* _EXERCISE GOAL_
Render the material below, from its beginning through the line containing "pixel 486 158" inclusive, as a JSON list of strings with one string per line. Omit blank lines and leave the pictures out.

* start GIVEN RECORDS *

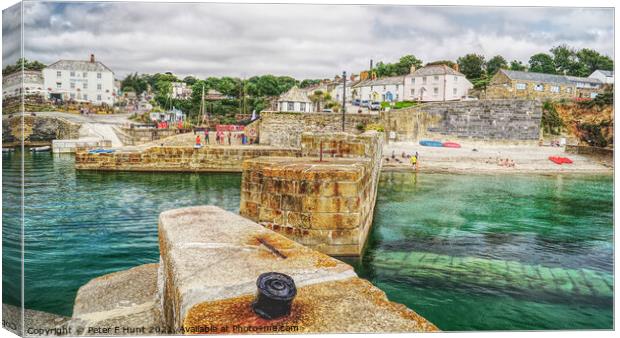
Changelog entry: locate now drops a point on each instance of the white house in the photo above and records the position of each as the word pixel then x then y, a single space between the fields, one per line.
pixel 295 100
pixel 605 76
pixel 390 89
pixel 180 90
pixel 29 82
pixel 85 81
pixel 436 83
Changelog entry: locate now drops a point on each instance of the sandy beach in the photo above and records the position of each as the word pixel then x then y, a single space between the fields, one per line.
pixel 486 158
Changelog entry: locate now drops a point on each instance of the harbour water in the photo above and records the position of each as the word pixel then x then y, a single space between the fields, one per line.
pixel 468 252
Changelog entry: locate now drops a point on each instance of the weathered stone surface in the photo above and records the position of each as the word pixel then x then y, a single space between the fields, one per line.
pixel 351 305
pixel 326 205
pixel 210 260
pixel 209 254
pixel 126 299
pixel 37 323
pixel 284 129
pixel 177 158
pixel 494 120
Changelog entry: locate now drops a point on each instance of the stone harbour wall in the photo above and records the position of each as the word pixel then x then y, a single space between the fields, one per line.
pixel 37 130
pixel 494 120
pixel 327 205
pixel 180 159
pixel 284 129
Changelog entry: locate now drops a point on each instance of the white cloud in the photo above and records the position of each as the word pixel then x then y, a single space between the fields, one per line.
pixel 297 40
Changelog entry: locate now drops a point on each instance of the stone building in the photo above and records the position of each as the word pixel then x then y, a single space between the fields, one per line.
pixel 28 82
pixel 295 100
pixel 605 76
pixel 80 80
pixel 528 85
pixel 436 83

* end GIVEN RECORDS *

* _COMPLETE RESPONSE_
[
  "Changelog entry: locate now drops a point on each instance of the white house in the photo above and records the position of each as the word pixel then x then y, a single space between the fields, one per line.",
  "pixel 295 100",
  "pixel 605 76",
  "pixel 390 89",
  "pixel 180 90",
  "pixel 29 82",
  "pixel 85 81",
  "pixel 436 83",
  "Changelog entry: locate now drops a point on each instance of the sandy beach in the photo above and records the position of each as the word pixel then x then y, a single space between the fields, one per line.",
  "pixel 486 158"
]